:: Document excerpt ::
********************
Aveda, the luxury hair care brand has partnered with Lim to create a line of special-edition hair accessories. The gift set ties in themes of botanical art, sustainability as well as inclusivity during the holiday season. 

“I am so humbled and exhausted but energized, if that makes sense.”

—Phillip Lim

“I am through this collaboration a student inspired by Aveda, they’ve shepherded my path to being more mindful and eco-conscious,” says Lim, creative director and founder of 3.1 Phillip Lim. “Very few know this but my relationship with Aveda has been over a decade from their support of our backstage fashion shows to photo shoots. Their commitment to sustainability backstage shifted my perspective that I can do better, too.” 

According to Lim, Aveda stylists follow strict practices when it comes to vegan ingredients, the reuse of accessories and the preservation of model wigs. It inspired him to reassess all his NYFW vendors, from makeup to catering, and hopes the industry follows suit.

“As a creator, you get wrapped in the idea of beauty at all costs and we just do things without thinking, but with Aveda they made me think about what goes into finishing up an image,” says Lim. 

The Aveda x 3.1 Phillip Lim collection, which hits all Aveda salons and stores today, features a scrunchie trio made from 100% recycled water bottles, a wide-tooth comb made of 95% post-consumer recycled materials, a hair towel made of organic cotton and a wooden paddle brush with bristles made of 90% post-recycled fibers. The entire set is vegan and cruelty-free. 

Lim commissioned artist Sophie Parker to paint botanical prints on the items as well as packaging, which are made with FSC-certified, 100% recycled paper. Lim says the holiday packaging was intentionally designed to be reused as gift boxes or repurposed as a catchall or keepsake box.

“Sophie Parker is known for her botanical structures that are so inspiring to me,” says Lim. “It’s designed in a way that the gifts don’t need to be wrapped.” Parker is the creative director of WIFE, a botanical studio based in Brooklyn, known for indoor natural sculptures that keep living plants intact. 

Aveda is not the only eco-collaboration Lim has in the works. The designer is teaming up with Volvo to create a limited-edition weekend bag made from Nordico, a blend of bio-based materials including recycled PET bottles and corks leftover from the wine industry. The same textiles used for the unisex bag will replace the interior leather in all of Volvo’s future electric cars.
********************
:: Data extract ::
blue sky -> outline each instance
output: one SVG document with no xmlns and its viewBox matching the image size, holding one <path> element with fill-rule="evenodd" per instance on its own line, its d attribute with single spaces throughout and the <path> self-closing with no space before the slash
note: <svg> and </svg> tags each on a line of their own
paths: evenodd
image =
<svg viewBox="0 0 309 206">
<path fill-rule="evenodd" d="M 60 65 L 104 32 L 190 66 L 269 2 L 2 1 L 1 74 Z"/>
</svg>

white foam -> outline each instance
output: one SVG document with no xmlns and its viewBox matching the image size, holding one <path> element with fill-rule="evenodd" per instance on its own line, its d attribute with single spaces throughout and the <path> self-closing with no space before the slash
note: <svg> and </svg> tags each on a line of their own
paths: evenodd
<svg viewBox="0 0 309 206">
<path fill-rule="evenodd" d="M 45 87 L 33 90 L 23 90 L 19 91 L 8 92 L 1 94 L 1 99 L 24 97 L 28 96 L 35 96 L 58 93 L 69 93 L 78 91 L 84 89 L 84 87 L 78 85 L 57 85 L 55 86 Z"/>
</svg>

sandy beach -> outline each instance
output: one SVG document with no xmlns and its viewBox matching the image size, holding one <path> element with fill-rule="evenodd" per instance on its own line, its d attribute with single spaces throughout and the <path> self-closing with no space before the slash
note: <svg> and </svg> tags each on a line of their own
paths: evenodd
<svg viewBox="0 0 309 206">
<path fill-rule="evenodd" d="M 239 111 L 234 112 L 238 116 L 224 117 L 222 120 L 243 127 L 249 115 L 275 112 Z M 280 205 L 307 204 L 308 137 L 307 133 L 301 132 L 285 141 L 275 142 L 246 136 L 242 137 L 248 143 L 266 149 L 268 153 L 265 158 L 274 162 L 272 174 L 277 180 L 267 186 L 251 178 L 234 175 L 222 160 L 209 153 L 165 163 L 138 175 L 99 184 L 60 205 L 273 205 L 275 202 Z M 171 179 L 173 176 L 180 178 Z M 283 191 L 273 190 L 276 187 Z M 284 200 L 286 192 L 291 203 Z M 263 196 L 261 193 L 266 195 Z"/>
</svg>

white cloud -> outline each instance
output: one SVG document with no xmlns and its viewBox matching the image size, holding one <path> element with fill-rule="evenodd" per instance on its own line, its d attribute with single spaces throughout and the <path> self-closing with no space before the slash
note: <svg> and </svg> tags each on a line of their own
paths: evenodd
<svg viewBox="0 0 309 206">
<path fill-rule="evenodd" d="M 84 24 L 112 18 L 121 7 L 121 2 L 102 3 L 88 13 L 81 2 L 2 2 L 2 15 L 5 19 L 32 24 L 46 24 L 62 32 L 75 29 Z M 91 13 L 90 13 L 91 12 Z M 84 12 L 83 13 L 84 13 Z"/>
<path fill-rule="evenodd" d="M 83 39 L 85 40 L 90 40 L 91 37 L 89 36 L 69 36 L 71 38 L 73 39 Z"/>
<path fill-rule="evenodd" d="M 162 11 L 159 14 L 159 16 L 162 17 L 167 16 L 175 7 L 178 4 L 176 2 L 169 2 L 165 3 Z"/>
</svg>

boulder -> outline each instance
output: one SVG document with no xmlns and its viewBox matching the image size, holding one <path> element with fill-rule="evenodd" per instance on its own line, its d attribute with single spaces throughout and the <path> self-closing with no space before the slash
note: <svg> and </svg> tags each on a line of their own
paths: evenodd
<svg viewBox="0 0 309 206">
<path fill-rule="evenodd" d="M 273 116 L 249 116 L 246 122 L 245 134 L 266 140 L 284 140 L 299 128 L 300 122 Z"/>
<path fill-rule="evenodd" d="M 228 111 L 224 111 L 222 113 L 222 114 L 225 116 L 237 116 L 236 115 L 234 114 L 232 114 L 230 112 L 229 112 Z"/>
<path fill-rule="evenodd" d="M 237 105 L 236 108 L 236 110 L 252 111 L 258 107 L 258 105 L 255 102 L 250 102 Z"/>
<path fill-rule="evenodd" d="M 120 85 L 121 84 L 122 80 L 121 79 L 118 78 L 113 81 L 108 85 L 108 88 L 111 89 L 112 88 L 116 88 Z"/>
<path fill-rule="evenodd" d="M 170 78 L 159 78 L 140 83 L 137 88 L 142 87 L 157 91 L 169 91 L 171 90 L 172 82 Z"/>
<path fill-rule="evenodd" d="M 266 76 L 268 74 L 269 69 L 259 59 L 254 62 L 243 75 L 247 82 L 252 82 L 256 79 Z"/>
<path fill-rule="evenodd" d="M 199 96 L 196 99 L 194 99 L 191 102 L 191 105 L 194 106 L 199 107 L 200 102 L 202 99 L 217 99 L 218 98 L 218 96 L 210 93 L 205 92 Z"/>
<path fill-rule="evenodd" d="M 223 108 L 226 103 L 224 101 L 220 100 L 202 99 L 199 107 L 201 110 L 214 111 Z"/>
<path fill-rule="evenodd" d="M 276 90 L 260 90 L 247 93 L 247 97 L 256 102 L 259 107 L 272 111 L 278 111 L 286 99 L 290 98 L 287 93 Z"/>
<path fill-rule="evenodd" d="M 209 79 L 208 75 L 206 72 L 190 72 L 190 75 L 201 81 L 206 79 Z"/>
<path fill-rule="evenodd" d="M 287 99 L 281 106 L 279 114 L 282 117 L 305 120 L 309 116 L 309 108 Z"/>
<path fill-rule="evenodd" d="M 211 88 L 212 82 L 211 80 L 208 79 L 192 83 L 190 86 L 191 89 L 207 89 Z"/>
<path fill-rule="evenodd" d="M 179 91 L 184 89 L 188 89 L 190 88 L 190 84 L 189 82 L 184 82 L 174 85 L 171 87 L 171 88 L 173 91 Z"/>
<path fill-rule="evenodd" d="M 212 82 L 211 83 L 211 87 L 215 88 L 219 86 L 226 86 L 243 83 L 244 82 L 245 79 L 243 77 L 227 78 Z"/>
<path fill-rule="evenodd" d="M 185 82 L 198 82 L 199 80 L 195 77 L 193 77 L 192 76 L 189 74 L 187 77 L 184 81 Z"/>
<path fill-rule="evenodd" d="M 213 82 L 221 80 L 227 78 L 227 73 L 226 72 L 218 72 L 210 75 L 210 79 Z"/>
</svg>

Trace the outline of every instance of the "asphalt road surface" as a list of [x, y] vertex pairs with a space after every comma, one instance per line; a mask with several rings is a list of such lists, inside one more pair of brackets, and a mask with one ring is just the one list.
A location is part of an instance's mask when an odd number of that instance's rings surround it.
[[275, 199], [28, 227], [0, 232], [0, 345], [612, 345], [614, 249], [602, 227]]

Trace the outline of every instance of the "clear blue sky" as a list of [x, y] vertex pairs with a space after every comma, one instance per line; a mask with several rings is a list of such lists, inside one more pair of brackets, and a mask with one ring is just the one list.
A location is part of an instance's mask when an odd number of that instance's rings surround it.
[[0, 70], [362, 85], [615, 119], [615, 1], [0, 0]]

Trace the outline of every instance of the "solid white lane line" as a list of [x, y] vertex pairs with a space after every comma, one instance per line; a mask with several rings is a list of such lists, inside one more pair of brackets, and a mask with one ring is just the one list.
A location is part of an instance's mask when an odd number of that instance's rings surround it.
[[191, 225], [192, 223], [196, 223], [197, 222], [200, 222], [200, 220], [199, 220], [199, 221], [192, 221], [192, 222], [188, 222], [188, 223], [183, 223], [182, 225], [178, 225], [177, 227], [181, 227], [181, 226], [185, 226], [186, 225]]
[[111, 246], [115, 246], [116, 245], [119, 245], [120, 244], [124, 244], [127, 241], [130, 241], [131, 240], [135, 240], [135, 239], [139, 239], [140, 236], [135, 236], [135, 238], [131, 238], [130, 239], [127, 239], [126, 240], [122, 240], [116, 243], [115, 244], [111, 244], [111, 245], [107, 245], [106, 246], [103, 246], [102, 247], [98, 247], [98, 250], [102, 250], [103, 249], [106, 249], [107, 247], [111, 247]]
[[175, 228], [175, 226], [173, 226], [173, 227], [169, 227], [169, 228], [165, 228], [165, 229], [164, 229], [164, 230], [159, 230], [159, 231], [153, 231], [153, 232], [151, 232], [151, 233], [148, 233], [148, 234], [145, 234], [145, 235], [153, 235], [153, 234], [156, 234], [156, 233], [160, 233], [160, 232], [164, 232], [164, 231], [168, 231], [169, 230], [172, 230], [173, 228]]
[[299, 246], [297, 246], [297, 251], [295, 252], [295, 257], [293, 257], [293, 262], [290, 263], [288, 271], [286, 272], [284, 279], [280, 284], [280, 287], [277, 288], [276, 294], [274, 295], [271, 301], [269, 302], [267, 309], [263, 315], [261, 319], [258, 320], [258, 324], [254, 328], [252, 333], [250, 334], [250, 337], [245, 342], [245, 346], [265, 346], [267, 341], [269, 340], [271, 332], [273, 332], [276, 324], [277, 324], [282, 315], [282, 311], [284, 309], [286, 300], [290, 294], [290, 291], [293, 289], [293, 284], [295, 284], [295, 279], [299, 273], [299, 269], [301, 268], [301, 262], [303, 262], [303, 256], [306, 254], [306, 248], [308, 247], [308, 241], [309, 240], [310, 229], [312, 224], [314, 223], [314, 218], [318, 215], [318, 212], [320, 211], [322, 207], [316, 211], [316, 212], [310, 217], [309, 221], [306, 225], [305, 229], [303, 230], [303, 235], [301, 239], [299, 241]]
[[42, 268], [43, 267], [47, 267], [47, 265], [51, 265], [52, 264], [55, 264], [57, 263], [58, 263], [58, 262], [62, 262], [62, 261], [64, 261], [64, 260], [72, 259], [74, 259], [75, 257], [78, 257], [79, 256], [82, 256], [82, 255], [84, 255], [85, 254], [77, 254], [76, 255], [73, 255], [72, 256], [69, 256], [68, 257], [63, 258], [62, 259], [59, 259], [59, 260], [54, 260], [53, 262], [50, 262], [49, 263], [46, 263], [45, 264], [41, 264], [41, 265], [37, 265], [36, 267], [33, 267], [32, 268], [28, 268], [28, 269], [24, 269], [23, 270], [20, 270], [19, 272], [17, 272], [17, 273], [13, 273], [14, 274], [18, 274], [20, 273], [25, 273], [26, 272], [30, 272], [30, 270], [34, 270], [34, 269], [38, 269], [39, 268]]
********************
:: Exercise instructions ::
• a. According to the article on Phillip Lim's Aveda collaboration, what is the scrunchie trio made from?
• b. Write out the part of the article on Phillip Lim's Aveda collaboration running from "Aveda is not" down to "future electric cars.", word for word.

:: Solutions to the exercise ::
• a. The scrunchie trio is made from 100% recycled water bottles.

• b.
Aveda is not the only eco-collaboration Lim has in the works. The designer is teaming up with Volvo to create a limited-edition weekend bag made from Nordico, a blend of bio-based materials including recycled PET bottles and corks leftover from the wine industry. The same textiles used for the unisex bag will replace the interior leather in all of Volvo’s future electric cars.